■ **DATA SHOWN**:
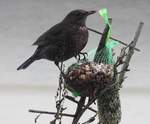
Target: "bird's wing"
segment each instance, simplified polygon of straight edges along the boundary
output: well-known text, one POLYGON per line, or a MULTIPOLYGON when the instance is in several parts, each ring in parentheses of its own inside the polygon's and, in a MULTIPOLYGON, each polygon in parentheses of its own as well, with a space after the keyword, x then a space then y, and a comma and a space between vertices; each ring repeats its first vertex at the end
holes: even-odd
POLYGON ((48 31, 43 33, 33 45, 45 46, 45 45, 55 45, 63 42, 65 40, 65 32, 63 30, 63 24, 58 23, 48 31))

■ **TASK OBJECTIVE**:
Rewrite every line of the records above as a numbered list, skipping blank lines and leaving out the pictures.

■ **COMPLETED EXERCISE**:
1. Target: "bird's wing"
2. segment each instance, simplified polygon of straight edges along the boundary
3. output: well-known text, one POLYGON per line, or a MULTIPOLYGON when the instance is in several parts, each ring in parentheses of its own inside the polygon's and, in a MULTIPOLYGON, each polygon in parentheses of its own as well, with a space after the keyword, x then a space then y, and a comma and a space between vertices; each ring repeats its first vertex at the end
4. holes: even-odd
5. POLYGON ((48 31, 43 33, 33 45, 45 46, 45 45, 55 45, 63 42, 65 40, 65 32, 63 30, 63 24, 58 23, 48 31))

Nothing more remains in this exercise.